▸ **TASKS FOR THIS EXERCISE**
1. Transcribe the part of the workshop notes between "Prerequisites" and "browser (Chrome/Firefox/Safari/Samsung Internet)", inclusive.
2. What version of Node.js / npm do the workshop notes say must be installed?

Details and demos for a ~90 minute workshop

Overview

By following this workshop, you will learn:

1. What technologies make up a Web Component
2. How they can be used / are useful
3. The current compatability of web components with modern browsers, and...
    - How we can polyfill much of their functionality
4. How the different technologies can interact with one another
5. How to build web component that:
    A. Can emulate the classic <blink> tag
    B. Can hide spoilers for stories in text
    C. Can easily interface with a webcam
6. Which front-end frameworks can help you use Web Components today.

Prerequisites

To follow this workshop, you will need:

1. Node.js / npm installed `>= 7.0.0`
2. Your favourite IDE
3. A modern web browser (Chrome/Firefox/Safari/Samsung Internet)

Though not strictly neccesary to have all of the above to follow the workshop, you will struggle to run the code examples without them.

So, what is a Web Component?

// Answer this after working through all of the steps to build the web components.

Getting started

NB: These following steps are for individuals running macOS/Linux systems. If you're running a Windows device, you may need to adjust some of the CLI commands to better suit your OS.

▸ **DATASET CONTENT**
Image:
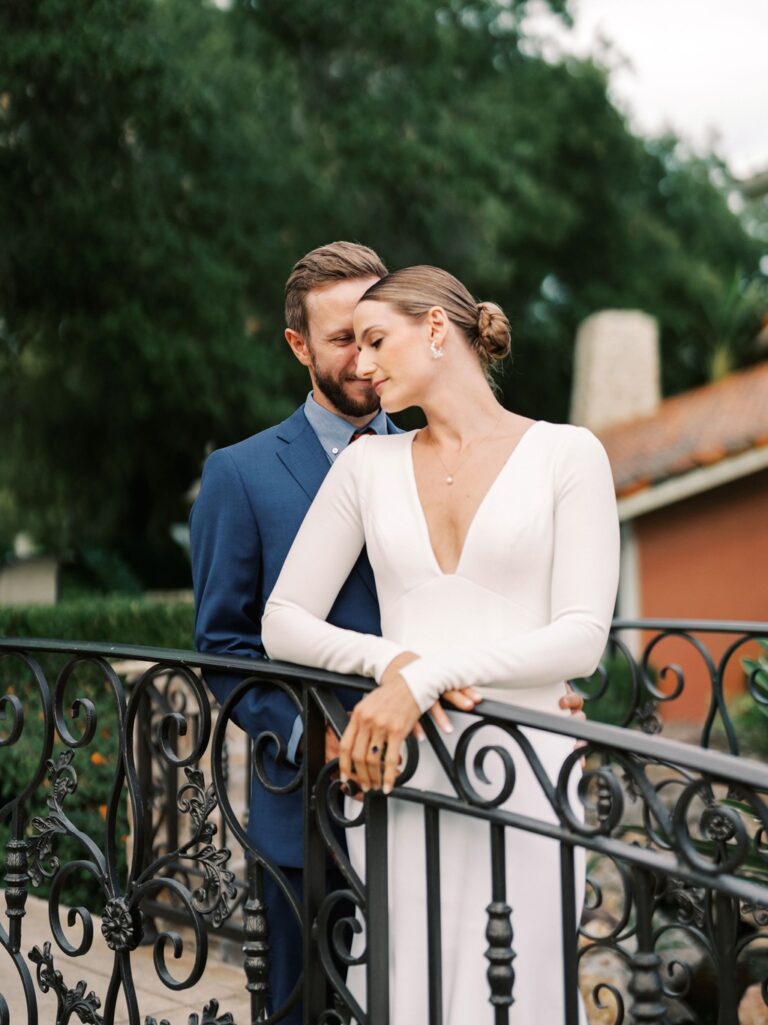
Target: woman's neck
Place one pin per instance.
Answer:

▸ **SOLUTIONS TO THE PROBLEMS**
1.
Prerequisites

To follow this workshop, you will need:

1. Node.js / npm installed `>= 7.0.0`
2. Your favourite IDE
3. A modern web browser (Chrome/Firefox/Safari/Samsung Internet)

2. Version 7.0.0 or higher (`>= 7.0.0`).